To do: Pick out every line in the items below that contains the string "fence", and copy each one in full. Case counts.
+---+
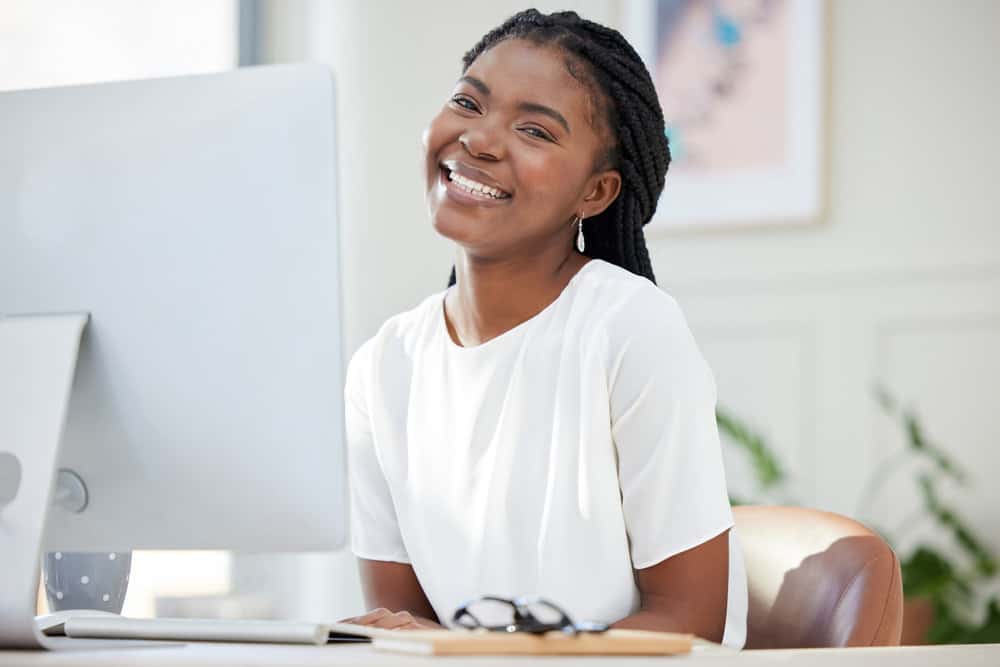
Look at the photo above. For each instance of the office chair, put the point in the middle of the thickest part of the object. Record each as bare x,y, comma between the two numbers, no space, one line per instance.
817,579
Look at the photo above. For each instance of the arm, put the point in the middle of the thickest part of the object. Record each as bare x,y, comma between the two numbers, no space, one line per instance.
685,593
670,468
394,594
389,583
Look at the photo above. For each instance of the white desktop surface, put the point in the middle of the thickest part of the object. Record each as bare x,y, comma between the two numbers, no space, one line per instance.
196,655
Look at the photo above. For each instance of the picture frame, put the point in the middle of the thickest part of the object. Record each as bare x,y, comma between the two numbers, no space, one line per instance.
740,83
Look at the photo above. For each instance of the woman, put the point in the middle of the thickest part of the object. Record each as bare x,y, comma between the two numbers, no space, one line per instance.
546,425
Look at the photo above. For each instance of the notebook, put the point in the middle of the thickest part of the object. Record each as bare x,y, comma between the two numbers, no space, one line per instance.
612,642
83,625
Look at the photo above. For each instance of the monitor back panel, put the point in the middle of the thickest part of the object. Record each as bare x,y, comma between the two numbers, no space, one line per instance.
194,219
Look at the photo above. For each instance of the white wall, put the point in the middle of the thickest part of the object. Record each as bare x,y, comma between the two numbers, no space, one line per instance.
899,281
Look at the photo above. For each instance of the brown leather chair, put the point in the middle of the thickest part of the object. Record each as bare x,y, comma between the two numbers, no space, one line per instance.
817,579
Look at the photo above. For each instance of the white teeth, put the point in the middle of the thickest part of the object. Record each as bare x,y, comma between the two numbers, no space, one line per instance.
475,186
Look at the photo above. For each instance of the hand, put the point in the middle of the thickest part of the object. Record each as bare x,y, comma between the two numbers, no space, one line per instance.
399,620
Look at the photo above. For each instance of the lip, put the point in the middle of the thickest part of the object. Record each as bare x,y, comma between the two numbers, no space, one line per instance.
475,174
461,196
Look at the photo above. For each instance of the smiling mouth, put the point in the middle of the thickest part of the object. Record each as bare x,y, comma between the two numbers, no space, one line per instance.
474,188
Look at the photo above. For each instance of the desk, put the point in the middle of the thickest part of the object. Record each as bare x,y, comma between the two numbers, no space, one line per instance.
198,655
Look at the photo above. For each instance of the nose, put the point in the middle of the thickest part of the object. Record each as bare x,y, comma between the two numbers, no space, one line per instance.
482,142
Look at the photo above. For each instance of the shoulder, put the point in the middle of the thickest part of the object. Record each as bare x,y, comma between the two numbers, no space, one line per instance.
397,337
631,306
645,330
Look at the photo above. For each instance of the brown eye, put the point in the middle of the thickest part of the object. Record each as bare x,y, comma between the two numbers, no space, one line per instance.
464,102
538,133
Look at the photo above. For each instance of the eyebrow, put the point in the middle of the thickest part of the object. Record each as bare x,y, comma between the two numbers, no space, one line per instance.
529,107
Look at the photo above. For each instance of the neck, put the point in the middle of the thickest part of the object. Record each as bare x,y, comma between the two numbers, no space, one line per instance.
492,296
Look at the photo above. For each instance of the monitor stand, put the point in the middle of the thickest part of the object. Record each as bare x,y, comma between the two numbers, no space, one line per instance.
38,355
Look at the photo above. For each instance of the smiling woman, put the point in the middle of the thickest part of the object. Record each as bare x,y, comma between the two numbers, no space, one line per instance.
546,425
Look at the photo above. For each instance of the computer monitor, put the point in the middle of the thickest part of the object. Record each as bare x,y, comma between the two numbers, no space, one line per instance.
194,219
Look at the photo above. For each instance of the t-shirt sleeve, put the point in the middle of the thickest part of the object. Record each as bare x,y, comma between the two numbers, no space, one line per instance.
663,398
375,531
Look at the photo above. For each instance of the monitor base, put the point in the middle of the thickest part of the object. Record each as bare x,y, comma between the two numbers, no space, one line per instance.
38,355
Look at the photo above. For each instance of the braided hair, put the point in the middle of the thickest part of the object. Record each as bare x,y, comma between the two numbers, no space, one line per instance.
602,59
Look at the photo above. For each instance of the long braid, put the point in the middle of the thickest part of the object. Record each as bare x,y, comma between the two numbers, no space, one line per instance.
638,145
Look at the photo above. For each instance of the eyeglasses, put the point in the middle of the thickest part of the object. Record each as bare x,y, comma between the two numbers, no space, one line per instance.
526,614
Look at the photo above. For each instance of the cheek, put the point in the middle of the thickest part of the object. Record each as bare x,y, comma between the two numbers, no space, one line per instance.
438,134
554,177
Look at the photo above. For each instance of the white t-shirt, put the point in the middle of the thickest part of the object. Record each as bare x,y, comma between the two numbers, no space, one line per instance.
550,460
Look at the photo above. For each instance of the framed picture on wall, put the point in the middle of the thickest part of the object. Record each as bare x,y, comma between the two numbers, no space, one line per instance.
740,83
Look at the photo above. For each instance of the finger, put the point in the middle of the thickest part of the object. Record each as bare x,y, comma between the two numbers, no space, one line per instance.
394,621
411,626
371,617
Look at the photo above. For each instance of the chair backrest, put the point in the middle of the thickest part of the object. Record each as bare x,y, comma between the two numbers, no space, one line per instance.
817,579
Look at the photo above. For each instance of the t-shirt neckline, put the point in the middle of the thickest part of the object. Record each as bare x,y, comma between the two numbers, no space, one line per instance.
513,331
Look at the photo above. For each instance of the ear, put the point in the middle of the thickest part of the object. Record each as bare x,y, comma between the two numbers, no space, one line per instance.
601,191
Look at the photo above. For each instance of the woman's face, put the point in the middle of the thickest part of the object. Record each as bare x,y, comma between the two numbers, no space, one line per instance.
510,158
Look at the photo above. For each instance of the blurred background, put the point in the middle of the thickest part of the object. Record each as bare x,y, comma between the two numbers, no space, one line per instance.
856,344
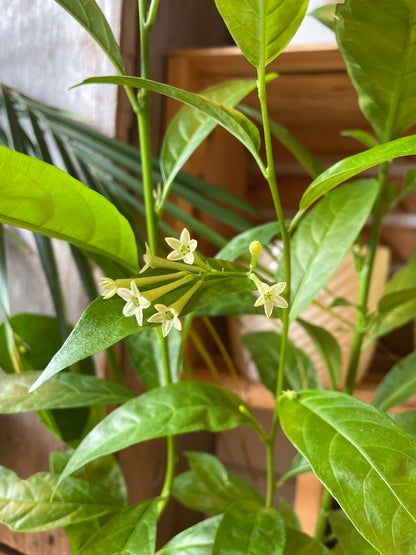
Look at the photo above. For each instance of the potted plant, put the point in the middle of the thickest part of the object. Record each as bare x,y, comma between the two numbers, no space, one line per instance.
362,456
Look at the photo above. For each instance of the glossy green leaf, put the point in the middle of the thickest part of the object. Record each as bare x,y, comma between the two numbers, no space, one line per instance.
63,391
397,305
239,244
37,338
102,324
40,503
353,165
324,237
90,16
42,198
264,349
248,529
188,129
262,28
377,41
196,540
365,460
350,540
144,352
298,543
170,410
325,14
129,532
229,118
209,488
328,349
398,385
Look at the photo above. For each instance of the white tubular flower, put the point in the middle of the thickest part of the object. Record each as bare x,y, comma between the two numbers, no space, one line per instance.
183,248
270,296
135,302
167,316
109,286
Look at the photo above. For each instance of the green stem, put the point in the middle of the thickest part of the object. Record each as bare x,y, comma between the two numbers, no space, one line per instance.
271,179
364,284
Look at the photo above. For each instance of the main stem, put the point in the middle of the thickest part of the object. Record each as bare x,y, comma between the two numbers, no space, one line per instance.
142,109
271,179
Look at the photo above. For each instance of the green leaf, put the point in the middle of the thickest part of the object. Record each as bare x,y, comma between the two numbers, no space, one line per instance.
298,543
129,532
398,385
196,540
324,237
365,460
144,352
229,118
102,324
239,244
209,488
90,16
42,198
67,390
37,338
325,14
248,529
262,29
377,42
328,349
41,503
188,129
264,349
397,305
170,410
350,540
353,165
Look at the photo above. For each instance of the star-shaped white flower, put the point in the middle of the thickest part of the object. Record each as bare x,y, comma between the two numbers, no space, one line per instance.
183,248
167,316
270,296
135,302
109,287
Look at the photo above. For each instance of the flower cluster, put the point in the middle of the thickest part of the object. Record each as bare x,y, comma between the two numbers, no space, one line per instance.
183,266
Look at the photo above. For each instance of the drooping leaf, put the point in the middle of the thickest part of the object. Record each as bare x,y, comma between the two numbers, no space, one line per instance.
209,488
102,324
129,532
347,535
247,529
324,237
42,198
378,42
40,503
188,129
144,353
239,244
170,410
90,16
264,349
197,540
298,543
398,385
328,349
262,29
397,305
353,165
229,118
365,460
68,390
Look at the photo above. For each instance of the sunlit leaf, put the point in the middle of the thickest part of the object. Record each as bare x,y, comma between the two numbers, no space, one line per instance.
42,198
262,29
365,460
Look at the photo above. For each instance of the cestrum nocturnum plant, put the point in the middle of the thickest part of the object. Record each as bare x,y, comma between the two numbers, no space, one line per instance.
185,271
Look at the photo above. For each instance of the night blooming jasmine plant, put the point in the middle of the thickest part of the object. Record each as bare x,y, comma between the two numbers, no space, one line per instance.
363,455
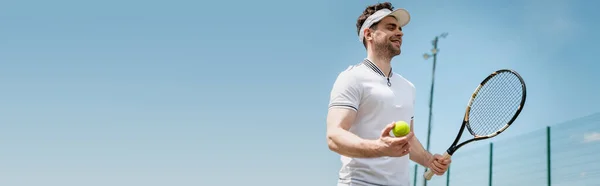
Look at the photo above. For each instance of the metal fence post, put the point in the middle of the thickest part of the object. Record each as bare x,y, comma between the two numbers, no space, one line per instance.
415,179
549,171
491,161
448,177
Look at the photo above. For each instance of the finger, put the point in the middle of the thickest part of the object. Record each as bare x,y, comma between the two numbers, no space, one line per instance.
403,140
387,129
440,168
447,161
436,168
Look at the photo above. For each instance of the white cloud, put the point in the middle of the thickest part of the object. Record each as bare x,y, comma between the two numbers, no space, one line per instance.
591,137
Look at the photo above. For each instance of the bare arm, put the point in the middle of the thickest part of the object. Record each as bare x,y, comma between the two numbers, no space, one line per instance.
342,141
417,153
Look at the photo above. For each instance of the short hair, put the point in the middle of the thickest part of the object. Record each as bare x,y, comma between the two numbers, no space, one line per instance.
370,10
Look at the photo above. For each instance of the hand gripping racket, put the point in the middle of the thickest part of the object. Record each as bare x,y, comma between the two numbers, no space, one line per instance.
493,107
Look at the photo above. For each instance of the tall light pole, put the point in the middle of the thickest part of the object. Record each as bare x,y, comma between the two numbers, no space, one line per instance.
433,54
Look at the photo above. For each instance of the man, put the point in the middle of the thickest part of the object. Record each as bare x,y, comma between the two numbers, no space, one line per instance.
365,101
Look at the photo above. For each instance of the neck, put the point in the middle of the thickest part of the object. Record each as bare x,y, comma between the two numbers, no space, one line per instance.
382,62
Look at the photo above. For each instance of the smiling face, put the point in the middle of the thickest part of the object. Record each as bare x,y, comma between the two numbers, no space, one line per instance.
386,37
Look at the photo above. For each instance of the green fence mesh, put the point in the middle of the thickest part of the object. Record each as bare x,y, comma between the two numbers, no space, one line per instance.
563,154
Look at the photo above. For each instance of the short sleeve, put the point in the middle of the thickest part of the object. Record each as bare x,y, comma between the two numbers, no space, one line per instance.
346,92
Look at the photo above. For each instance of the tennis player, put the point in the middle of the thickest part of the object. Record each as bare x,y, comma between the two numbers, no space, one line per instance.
365,101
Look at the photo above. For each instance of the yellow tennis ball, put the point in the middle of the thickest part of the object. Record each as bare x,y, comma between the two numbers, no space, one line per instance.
401,128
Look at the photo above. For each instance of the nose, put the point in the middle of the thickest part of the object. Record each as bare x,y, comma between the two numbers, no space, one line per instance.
399,33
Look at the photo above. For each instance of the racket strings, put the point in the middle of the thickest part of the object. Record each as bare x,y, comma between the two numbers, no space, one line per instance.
495,104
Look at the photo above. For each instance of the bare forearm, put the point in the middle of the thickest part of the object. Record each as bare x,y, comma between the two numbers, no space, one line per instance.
348,144
418,154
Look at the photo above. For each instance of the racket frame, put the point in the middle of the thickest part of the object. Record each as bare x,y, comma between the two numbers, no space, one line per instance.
465,123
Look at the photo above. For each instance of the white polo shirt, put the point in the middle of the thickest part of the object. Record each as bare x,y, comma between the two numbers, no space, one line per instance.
378,102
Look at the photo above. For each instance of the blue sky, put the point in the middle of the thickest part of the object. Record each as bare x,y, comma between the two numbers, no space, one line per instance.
157,93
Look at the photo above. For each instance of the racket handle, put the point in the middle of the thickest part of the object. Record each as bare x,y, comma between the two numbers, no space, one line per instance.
430,173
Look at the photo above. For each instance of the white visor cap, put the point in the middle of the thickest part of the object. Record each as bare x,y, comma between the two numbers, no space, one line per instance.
401,15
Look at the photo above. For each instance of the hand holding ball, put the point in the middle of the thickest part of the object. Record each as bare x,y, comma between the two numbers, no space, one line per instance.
401,128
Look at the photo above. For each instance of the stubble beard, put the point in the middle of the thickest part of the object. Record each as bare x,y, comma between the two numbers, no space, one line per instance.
386,49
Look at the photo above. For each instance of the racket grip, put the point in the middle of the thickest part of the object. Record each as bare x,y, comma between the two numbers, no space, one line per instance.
430,173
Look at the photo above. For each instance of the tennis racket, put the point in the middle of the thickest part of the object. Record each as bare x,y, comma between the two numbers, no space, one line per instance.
493,107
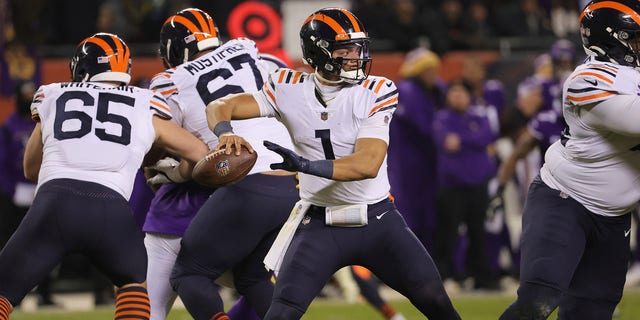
+---+
Completed exercise:
Look at the photo above. For each instance of the metal fence post, put the point in the middle of the thickest part of the object. Record each as bare x,y, comma between the two numbers, no space, one line per instance.
Look at the photo above. For each instance of the green fence mesh, put the point in the middle of the thickest part of the object. Record each as bare x,y, comma between the two numbers, no space, one line per instance.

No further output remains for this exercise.